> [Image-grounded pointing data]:
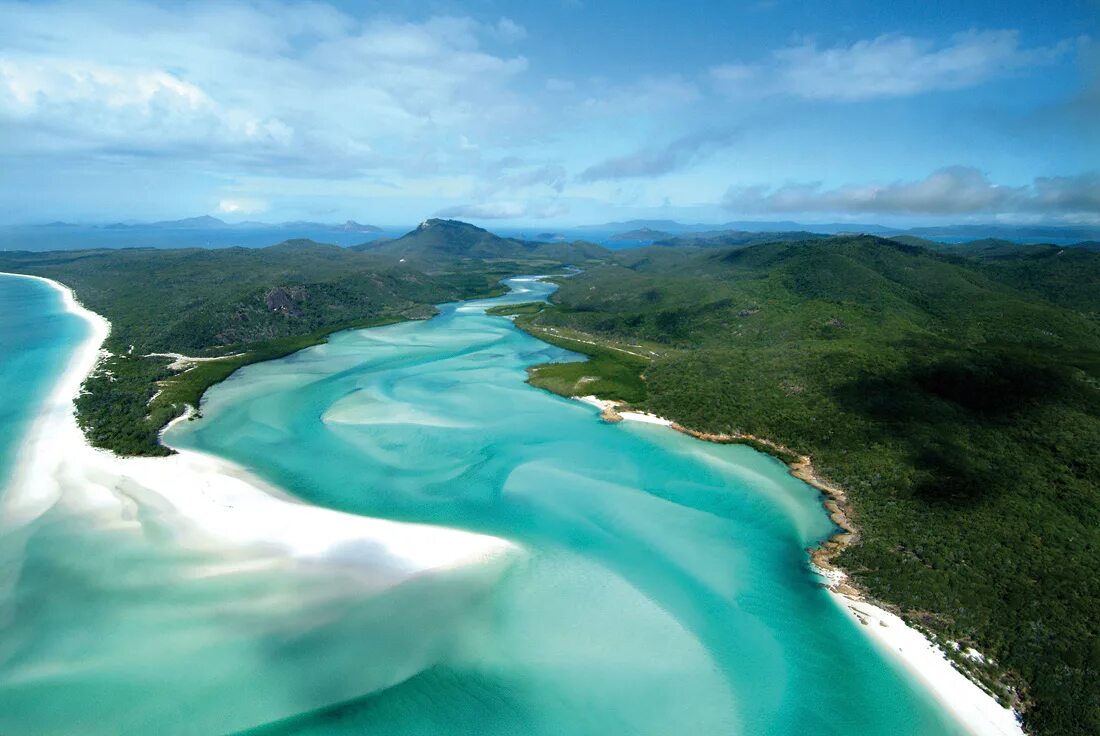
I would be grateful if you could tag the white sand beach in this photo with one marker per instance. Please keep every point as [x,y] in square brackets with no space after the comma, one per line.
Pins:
[205,501]
[971,705]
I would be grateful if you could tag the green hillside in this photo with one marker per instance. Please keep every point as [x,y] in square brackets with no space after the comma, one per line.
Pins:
[437,243]
[956,399]
[246,304]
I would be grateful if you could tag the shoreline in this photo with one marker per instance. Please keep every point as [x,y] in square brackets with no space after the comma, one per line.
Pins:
[921,657]
[206,502]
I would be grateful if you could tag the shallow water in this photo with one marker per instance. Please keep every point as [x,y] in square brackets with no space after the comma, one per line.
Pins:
[36,338]
[666,588]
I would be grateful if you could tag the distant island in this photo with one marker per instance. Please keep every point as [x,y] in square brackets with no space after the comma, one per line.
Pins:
[640,234]
[932,384]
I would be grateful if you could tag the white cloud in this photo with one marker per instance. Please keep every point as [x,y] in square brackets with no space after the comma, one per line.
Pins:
[953,190]
[646,95]
[508,31]
[307,90]
[656,161]
[241,206]
[891,65]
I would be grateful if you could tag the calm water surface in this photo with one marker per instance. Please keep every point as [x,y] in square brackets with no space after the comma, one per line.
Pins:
[663,589]
[666,588]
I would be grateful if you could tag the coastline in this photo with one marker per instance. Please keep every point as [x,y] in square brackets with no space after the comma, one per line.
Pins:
[921,657]
[207,502]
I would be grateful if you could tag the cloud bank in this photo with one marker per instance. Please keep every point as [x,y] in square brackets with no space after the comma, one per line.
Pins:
[955,190]
[662,160]
[891,65]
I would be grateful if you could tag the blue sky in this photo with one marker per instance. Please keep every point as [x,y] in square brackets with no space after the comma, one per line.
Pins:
[558,112]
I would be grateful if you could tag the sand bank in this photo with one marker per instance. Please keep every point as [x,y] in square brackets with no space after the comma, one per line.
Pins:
[967,701]
[207,502]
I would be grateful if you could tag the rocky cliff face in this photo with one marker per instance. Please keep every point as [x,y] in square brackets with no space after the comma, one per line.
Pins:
[286,299]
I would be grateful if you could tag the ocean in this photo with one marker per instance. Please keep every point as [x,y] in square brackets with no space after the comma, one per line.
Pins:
[661,586]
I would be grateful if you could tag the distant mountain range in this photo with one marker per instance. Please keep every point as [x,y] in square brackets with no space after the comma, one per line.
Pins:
[628,230]
[640,234]
[435,241]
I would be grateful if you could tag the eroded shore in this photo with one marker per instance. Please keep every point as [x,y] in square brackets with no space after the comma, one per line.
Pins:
[922,657]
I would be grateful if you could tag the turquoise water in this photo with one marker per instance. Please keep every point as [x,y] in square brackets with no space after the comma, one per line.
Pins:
[36,338]
[663,590]
[666,590]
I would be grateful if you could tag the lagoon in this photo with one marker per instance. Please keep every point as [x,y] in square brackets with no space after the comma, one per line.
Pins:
[664,586]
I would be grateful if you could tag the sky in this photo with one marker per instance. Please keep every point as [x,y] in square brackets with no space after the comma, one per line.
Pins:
[556,112]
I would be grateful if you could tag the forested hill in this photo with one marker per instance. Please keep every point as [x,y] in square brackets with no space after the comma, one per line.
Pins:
[957,399]
[243,305]
[438,243]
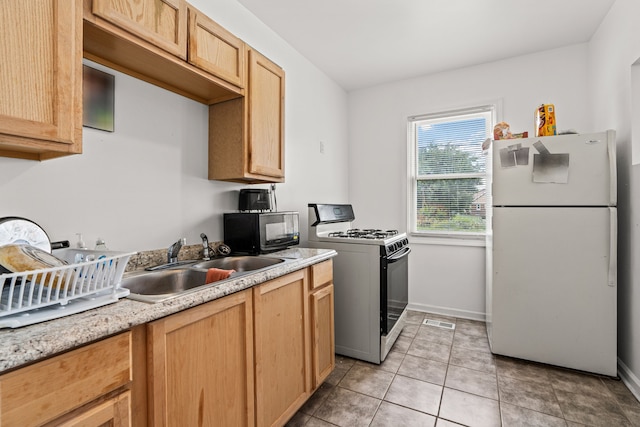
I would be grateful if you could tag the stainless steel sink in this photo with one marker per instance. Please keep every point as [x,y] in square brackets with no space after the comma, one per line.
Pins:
[160,285]
[239,263]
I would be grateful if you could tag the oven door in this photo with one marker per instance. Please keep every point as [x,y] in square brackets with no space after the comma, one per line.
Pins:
[394,291]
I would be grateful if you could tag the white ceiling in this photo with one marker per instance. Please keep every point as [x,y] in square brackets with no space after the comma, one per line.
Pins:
[361,43]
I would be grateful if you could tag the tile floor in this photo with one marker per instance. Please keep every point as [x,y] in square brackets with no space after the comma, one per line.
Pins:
[443,378]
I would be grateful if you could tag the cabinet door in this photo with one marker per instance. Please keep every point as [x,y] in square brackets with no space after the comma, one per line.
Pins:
[201,365]
[159,22]
[323,344]
[266,117]
[281,348]
[115,412]
[49,389]
[41,78]
[215,50]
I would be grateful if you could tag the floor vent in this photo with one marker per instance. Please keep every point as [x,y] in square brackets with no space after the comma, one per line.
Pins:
[439,324]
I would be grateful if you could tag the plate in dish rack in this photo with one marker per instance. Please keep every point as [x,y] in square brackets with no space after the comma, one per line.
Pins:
[16,230]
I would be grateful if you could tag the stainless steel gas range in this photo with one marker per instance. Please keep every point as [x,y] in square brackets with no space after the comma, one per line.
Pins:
[370,276]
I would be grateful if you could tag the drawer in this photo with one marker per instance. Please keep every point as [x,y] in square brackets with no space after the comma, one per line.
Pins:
[45,390]
[321,274]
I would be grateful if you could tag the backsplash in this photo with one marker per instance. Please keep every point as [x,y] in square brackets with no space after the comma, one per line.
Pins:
[144,259]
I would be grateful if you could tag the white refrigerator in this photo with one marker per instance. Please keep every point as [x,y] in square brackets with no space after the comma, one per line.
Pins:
[551,251]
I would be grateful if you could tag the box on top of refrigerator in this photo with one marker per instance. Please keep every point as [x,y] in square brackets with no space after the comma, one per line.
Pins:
[545,120]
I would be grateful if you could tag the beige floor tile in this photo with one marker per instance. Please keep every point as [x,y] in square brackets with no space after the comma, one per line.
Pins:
[410,330]
[390,364]
[522,370]
[317,422]
[479,361]
[445,423]
[298,420]
[365,380]
[515,416]
[621,393]
[440,317]
[435,334]
[393,415]
[533,395]
[430,350]
[469,409]
[475,382]
[475,343]
[414,394]
[597,411]
[316,399]
[414,317]
[347,408]
[337,374]
[402,344]
[576,382]
[423,369]
[470,327]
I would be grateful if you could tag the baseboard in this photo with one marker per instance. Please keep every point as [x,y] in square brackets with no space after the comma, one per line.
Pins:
[446,311]
[629,379]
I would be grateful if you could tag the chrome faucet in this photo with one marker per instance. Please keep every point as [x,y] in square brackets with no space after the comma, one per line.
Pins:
[205,247]
[174,250]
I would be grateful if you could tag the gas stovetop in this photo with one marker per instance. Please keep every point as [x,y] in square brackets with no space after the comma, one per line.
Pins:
[333,223]
[365,233]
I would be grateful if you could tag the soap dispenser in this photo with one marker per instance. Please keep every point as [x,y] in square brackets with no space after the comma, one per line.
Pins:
[101,245]
[80,243]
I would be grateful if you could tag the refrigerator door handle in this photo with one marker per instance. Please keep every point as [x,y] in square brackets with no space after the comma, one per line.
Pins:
[613,247]
[613,175]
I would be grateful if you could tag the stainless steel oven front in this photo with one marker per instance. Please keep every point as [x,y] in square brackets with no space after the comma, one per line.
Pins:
[394,292]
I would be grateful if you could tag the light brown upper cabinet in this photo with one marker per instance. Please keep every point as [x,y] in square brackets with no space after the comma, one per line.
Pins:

> [WHAT NEEDS TO BE DONE]:
Count the lines above with the string "floor"; report only that figure.

> [EXERCISE SOLUTION]:
3